# ESERCIZI
(1) Ricopia parola per parola il testo sul diritto di riscatto, tutto da "Qualche problema si" giù fino a "conduzione in comune.".
(2) Riprendi il testo sul diritto di riscatto dal punto in cui finisce e portalo avanti.

# PAGINA
----------

Ora, le argomentazioni esposte in precedenza dimostrano già in modo evidente l’infondatezza delle censure di cui al punto l), perchè la tempestiva proposizione del giudizio di divisione che, nel caso in esame, si è concluso con una sentenza ormai definitiva a seguito di proposizione di ricorso per cassazione dichiarato inammissibile da questa Corte con la sentenza 8 novembre 2010, n. 22662 – fa sì che non vi sia più alcuno spazio per l’esercizio del riscatto speciale.

Analogamente, non hanno alcun fondamento le censure (primo motivo) riguardanti la presunta necessità di sospensione del giudizio di divisione in pendenza della domanda di riscatto, e ciò alla luce del rapporto esistente tra i due istituti così come sopra delineato.

Qualche problema si potrebbe astrattamente porre, in relazione alla censura di cui al n. 2), ove fosse dimostrato che la partecipazione dei fratelli del ricorrente alla conduzione colonica in comune era cessata già prima della morte del padre. Ciò in quanto l’art. 8, comma 10, cit. non contiene un riferimento esclusivo alla comunione ereditaria, ma dà rilievo solo alla cessazione della conduzione in comune.

Osserva il Collegio, però, che su questo punto nulla può essere più detto in sede di legittimità, perchè la Corte d’appello, con un accertamento in fatto non sindacabile, pervenuta alla conclusione per cui, trattandosi di comunione ereditaria e di conduzione di un fondo divenuto comune a seguito della morte del padre, il termine di cinque anni non poteva che decorrere da tale evento; ed ha aggiunto (p. 13) che il diritto di riscatto era stato azionato dopo che le sorelle avevano intrapreso il giudizio di divisione. D’altra parte, è lo stesso ricorrente a dare conto del fatto che il giudizio divisorio era stato promosso dalle sorelle nel gennaio 1993 (v.

----------

# ESTRATTI DELLE VOCI
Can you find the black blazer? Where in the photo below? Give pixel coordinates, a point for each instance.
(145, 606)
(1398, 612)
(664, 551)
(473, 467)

----------

# RISPOSTE SCRITTE
(1)
Qualche problema si potrebbe astrattamente porre, in relazione alla censura di cui al n. 2), ove fosse dimostrato che la partecipazione dei fratelli del ricorrente alla conduzione colonica in comune era cessata già prima della morte del padre. Ciò in quanto l’art. 8, comma 10, cit. non contiene un riferimento esclusivo alla comunione ereditaria, ma dà rilievo solo alla cessazione della conduzione in comune.

(2)
ricorso a p. 5), ossia entro i cinque anni dalla morte del padre ( (OMISSIS)), tanto da essere poi indotto a sostenere, per giustificare la prevalenza del proprio diritto di riscatto, che le sorelle erano uscite dalla conduzione in comune alle date dei rispettivi matrimoni; ma la sentenza impugnata è stata chiara anche su questo punto, precisando che di tali circostanze nulla era stato effettivamente dimostrato, attesa la genericità e l’irrilevanza delle prove proposte.

3.4. Dal complesso delle ragioni fin qui addotte deriva l’infondatezza del primo e del secondo motivo di ricorso.

4. Con il terzo motivo di ricorso si lamenta, in riferimento all’art. 360 c.p.c., comma 1, n. 3), violazione e falsa applicazione dell’art. 342 c.p.c., ed error in procedendo per avere la sentenza ritenuto che i motivi di appello fossero privi della necessaria specificità.

La Corte bresciana ha affermato che il ricorrente non avrebbe indicato nei motivi di appello quale fosse la corretta indicazione del termine dal quale far decorrere il quinquennio per avanzare la domanda di divisione. Ciò nonostante, la stessa sentenza ha dimostrato di poter individuare con esattezza la doglianza proposta, in tal modo cadendo in evidente contraddizione.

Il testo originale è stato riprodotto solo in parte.